TASK PROMPT » Write out the entries below word for word, from their first line through the line containing "[[0,65],[21,56],[29,40],[30,36],[20,20],[0,12]]", with both ends included. Leave the pictures out of your copy.

Stored items from a collection:

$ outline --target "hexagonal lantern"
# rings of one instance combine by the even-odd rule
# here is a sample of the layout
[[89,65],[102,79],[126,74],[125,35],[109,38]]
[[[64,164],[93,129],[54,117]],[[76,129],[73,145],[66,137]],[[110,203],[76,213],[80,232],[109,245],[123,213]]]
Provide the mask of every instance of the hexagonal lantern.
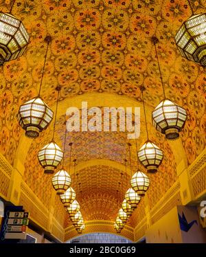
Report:
[[0,65],[21,56],[29,40],[30,36],[20,20],[0,12]]
[[60,194],[60,200],[64,204],[65,207],[69,207],[76,199],[76,192],[70,186],[67,191],[65,192],[64,194]]
[[52,174],[61,161],[63,153],[60,147],[52,141],[38,153],[38,159],[45,169],[45,173]]
[[156,144],[147,140],[138,151],[138,158],[148,172],[155,172],[163,159],[163,152]]
[[152,111],[153,126],[170,140],[179,137],[179,133],[184,127],[186,120],[186,111],[169,99],[161,101]]
[[206,13],[192,15],[185,21],[175,42],[183,57],[206,67]]
[[53,111],[39,97],[34,98],[21,105],[17,116],[25,135],[36,138],[46,129],[53,119]]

RESPONSE »
$ outline --target "hexagonal lantern"
# rings of one instance combine by the even-odd rule
# here is a sample of the layout
[[89,65],[102,79],[126,74],[125,35],[109,38]]
[[[64,164],[93,129],[54,117]],[[76,129],[73,145],[66,137]],[[110,203],[76,213],[80,232],[109,245],[123,213]]]
Provide the mask of every instance of the hexagonal lantern.
Report:
[[0,65],[21,56],[29,40],[30,36],[20,20],[0,12]]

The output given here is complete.